PEDIDO 1
Reproduza integralmente o texto sobre a verticalização de Goiânia.
PEDIDO 2
Nos registros, troque "street light pole" por "lamp post" na parte que começa na linha que contém "task: segment the street light pole" e termina na linha que contém "74], [169, 63]]". Devolva somente essas linhas, sem nenhuma outra alteração.

TRECHO SELECIONADO
.....

O Balão Dirigível da Terra

Publicado

Autor/Imagem:
Luísa Nogueira - Foto Francisco Filipino

Entre o concreto e o calor, o planeta pede leveza. Goiânia é o ponto de partida desta reflexão sobre como habitamos o mundo.

Minha Goiânia ficou para trás. Não a reconheço mais. Uma muralha de concreto a encobre. Saí há quarenta anos e levo comigo a memória de uma cidade de casas, de terra, de raízes. O que vejo agora é uma cidade que quis alcançar o céu, mas que, no processo, se perdeu de si mesma.

A verticalização acelerada é um fenômeno global. E, em Goiânia, transforma o horizonte. O concreto substituiu o cerrado, o calor se multiplicou, e o solo impermeabilizado tornou-se símbolo de uma urbanização que ignora a natureza. Cada prédio ergue-se como um monumento à pressa e ao esquecimento.

Não é apenas nostalgia. É constatação.

Pesquisas da UFG* mostram que a temperatura média de Goiânia aumentou 2,3 °C nas últimas quatro décadas, enquanto o número de árvores urbanas diminuiu cerca de 40%. As chamadas ilhas de calor ampliam o desconforto térmico, elevam o consumo de energia e agravam a poluição atmosférica.

A cidade que nasceu planejada e verde tornou-se exemplo do que acontece quando o planejamento cede espaço ao mercado.

A crença de que a vida melhora quanto mais alto moramos revela uma lógica insustentável. O ar-condicionado, que tenta corrigir o calor que nós mesmos produzimos, consome energia e intensifica as emissões de gases de efeito estufa. O ciclo é perverso: quanto mais concreto, mais calor; quanto mais calor, mais energia; quanto mais energia, mais carbono.

Onde estão os ventos que refrescavam as varandas? O sol que iluminava naturalmente as casas? A água da chuva, antes coletada e devolvida à terra?

.....

REGISTROS FORNECIDOS

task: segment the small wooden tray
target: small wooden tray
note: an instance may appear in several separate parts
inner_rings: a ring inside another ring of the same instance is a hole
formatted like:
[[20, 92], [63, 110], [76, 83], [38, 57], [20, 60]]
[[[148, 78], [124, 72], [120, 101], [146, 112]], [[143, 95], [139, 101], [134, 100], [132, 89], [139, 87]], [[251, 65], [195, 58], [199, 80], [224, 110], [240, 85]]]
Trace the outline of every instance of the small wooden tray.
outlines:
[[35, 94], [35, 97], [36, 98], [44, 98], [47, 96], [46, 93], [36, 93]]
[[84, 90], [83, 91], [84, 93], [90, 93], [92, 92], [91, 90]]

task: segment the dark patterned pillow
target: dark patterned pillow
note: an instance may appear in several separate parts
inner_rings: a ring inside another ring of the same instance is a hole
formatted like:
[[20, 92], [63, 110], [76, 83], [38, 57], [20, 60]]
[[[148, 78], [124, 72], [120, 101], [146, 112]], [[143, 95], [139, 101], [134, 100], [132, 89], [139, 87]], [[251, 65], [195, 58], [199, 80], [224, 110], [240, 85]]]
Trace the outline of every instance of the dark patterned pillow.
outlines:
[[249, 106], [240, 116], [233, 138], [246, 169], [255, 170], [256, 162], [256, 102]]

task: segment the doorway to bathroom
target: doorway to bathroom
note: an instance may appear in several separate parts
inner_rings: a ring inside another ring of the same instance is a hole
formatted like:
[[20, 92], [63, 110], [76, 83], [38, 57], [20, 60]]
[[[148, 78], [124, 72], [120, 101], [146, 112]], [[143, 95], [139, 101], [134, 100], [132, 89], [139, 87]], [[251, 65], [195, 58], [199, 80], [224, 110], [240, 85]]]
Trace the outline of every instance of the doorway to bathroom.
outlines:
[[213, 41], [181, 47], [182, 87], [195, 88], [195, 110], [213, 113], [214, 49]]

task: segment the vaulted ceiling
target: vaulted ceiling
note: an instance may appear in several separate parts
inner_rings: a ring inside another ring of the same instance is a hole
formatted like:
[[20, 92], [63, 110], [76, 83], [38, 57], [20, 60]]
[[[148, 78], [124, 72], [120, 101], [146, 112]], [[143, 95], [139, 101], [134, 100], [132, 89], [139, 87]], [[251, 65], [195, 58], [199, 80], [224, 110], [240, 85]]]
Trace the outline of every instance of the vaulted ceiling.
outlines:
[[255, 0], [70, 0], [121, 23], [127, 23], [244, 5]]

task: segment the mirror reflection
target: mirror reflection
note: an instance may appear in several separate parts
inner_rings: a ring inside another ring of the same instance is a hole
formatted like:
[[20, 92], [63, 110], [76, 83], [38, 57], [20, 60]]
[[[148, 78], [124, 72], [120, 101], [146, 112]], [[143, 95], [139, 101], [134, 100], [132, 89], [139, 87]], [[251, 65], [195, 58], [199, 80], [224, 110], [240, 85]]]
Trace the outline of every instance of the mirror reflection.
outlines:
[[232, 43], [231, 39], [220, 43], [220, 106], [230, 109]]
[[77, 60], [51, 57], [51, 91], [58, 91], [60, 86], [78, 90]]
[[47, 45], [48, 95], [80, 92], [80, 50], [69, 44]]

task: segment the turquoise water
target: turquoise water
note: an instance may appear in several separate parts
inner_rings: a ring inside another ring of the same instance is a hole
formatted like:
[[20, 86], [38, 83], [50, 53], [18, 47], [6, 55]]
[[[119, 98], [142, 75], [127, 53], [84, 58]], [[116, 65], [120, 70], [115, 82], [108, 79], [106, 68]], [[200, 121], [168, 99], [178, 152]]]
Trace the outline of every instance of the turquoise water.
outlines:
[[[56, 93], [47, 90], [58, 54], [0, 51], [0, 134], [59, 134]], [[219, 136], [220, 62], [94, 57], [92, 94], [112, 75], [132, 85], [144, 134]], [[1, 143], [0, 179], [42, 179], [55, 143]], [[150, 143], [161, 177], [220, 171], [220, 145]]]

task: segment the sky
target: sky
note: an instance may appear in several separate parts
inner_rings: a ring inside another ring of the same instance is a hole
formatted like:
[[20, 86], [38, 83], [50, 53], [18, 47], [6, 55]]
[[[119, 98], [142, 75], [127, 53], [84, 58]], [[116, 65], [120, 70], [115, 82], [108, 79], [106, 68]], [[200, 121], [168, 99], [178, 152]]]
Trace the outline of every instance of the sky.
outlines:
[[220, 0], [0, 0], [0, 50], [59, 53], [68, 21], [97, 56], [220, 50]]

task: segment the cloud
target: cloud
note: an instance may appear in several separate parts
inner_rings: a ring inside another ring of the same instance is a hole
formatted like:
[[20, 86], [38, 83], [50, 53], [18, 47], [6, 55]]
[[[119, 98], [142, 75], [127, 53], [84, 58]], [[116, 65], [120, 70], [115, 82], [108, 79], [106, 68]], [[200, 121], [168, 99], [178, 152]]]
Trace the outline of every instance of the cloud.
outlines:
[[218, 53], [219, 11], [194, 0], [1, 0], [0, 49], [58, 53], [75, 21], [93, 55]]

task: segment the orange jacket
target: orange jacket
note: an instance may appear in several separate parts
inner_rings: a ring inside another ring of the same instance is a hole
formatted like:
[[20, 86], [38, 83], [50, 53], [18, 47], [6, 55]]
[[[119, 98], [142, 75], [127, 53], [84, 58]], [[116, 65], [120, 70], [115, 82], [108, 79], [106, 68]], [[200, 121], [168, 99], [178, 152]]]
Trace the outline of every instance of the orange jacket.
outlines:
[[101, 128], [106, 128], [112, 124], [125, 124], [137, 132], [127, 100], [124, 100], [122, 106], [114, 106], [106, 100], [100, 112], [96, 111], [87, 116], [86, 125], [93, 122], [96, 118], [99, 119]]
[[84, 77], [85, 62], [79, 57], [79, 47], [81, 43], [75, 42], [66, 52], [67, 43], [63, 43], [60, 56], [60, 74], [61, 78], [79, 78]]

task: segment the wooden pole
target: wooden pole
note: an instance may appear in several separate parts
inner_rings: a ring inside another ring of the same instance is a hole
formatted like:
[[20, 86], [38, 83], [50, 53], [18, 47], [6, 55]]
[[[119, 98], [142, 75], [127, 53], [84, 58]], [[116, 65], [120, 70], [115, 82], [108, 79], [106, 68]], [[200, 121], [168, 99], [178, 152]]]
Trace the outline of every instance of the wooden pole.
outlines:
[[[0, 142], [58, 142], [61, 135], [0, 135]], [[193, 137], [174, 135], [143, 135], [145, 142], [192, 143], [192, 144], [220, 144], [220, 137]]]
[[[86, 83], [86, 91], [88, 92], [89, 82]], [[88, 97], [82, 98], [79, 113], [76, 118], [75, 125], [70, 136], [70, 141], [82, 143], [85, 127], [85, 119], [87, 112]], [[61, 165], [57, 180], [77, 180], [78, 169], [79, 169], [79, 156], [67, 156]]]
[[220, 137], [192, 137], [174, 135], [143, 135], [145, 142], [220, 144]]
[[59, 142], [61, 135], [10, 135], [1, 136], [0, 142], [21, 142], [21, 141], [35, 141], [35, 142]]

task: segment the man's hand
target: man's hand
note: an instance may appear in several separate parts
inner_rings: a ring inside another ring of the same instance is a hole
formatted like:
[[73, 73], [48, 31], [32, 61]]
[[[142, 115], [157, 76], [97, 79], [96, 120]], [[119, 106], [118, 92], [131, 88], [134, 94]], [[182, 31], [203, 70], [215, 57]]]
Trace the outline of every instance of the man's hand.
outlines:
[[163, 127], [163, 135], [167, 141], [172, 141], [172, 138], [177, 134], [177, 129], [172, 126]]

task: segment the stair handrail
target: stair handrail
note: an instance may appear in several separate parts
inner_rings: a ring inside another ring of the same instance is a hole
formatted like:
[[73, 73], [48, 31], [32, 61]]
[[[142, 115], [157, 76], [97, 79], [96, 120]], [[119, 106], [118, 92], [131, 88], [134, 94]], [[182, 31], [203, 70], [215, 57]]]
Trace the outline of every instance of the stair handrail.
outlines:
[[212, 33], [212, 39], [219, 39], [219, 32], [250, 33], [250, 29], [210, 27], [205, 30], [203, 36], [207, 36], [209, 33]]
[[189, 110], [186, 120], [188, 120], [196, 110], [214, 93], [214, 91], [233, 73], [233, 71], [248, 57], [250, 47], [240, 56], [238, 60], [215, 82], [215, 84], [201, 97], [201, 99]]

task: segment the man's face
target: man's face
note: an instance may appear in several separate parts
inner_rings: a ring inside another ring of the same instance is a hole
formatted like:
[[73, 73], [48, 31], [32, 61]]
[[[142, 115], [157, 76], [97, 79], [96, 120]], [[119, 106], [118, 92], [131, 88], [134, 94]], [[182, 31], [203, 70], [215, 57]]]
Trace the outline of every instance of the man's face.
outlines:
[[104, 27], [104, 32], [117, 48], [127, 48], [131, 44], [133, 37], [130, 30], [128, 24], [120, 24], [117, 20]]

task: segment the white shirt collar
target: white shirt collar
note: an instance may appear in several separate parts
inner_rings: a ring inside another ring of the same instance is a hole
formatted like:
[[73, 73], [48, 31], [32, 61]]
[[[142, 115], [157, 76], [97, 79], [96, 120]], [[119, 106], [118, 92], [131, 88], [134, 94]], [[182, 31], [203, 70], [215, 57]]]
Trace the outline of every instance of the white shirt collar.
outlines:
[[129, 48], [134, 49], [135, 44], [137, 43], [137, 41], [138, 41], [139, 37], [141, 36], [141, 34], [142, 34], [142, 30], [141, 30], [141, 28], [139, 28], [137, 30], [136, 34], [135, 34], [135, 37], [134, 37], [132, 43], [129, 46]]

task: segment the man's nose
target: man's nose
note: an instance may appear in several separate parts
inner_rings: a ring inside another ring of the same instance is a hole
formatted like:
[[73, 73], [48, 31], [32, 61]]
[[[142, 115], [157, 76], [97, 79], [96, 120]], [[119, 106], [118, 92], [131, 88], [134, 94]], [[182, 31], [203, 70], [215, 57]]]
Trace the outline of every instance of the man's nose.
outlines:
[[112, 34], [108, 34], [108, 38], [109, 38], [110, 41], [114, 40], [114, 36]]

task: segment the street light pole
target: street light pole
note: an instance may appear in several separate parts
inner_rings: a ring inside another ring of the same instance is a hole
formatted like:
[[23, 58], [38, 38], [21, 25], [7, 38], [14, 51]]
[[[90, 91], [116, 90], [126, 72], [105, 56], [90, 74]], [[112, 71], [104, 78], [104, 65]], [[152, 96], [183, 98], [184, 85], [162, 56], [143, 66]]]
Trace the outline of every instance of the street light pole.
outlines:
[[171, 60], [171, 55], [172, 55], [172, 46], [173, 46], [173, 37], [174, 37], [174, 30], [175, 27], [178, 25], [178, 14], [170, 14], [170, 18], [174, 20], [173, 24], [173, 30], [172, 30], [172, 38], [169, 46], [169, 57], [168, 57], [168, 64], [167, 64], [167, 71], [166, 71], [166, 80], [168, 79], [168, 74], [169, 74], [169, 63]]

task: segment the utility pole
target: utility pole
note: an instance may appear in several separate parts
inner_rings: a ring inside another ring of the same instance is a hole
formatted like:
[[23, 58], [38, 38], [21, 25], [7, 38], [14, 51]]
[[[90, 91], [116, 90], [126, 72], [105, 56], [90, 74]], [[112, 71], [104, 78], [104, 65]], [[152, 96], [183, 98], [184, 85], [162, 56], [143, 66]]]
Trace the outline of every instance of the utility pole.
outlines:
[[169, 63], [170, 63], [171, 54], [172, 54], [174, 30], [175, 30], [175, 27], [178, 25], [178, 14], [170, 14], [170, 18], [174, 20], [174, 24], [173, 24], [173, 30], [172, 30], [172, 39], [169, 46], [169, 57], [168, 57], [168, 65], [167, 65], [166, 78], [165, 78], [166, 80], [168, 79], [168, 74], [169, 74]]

.....

RESPOSTA COMPLETA 1
O Balão Dirigível da Terra

Publicado

Autor/Imagem:
Luísa Nogueira - Foto Francisco Filipino

Entre o concreto e o calor, o planeta pede leveza. Goiânia é o ponto de partida desta reflexão sobre como habitamos o mundo.

Minha Goiânia ficou para trás. Não a reconheço mais. Uma muralha de concreto a encobre. Saí há quarenta anos e levo comigo a memória de uma cidade de casas, de terra, de raízes. O que vejo agora é uma cidade que quis alcançar o céu, mas que, no processo, se perdeu de si mesma.

A verticalização acelerada é um fenômeno global. E, em Goiânia, transforma o horizonte. O concreto substituiu o cerrado, o calor se multiplicou, e o solo impermeabilizado tornou-se símbolo de uma urbanização que ignora a natureza. Cada prédio ergue-se como um monumento à pressa e ao esquecimento.

Não é apenas nostalgia. É constatação.

Pesquisas da UFG* mostram que a temperatura média de Goiânia aumentou 2,3 °C nas últimas quatro décadas, enquanto o número de árvores urbanas diminuiu cerca de 40%. As chamadas ilhas de calor ampliam o desconforto térmico, elevam o consumo de energia e agravam a poluição atmosférica.

A cidade que nasceu planejada e verde tornou-se exemplo do que acontece quando o planejamento cede espaço ao mercado.

A crença de que a vida melhora quanto mais alto moramos revela uma lógica insustentável. O ar-condicionado, que tenta corrigir o calor que nós mesmos produzimos, consome energia e intensifica as emissões de gases de efeito estufa. O ciclo é perverso: quanto mais concreto, mais calor; quanto mais calor, mais energia; quanto mais energia, mais carbono.

Onde estão os ventos que refrescavam as varandas? O sol que iluminava naturalmente as casas? A água da chuva, antes coletada e devolvida à terra?

RESPOSTA COMPLETA 2
task: segment the lamp post
target: lamp post
note: an instance may appear in several separate parts
inner_rings: a ring inside another ring of the same instance is a hole
formatted like:
[[23, 58], [38, 38], [21, 25], [7, 38], [14, 51]]
[[[90, 91], [116, 90], [126, 72], [105, 56], [90, 74]], [[112, 71], [104, 78], [104, 65]], [[152, 96], [183, 98], [184, 85], [162, 56], [143, 66]]]
Trace the outline of every instance of the lamp post.
outlines:
[[171, 60], [171, 55], [172, 55], [172, 46], [173, 46], [173, 37], [174, 37], [174, 30], [175, 27], [178, 25], [178, 14], [170, 14], [170, 18], [174, 20], [173, 24], [173, 30], [172, 30], [172, 38], [169, 46], [169, 57], [168, 57], [168, 64], [167, 64], [167, 71], [166, 71], [166, 80], [168, 79], [168, 74], [169, 74], [169, 63]]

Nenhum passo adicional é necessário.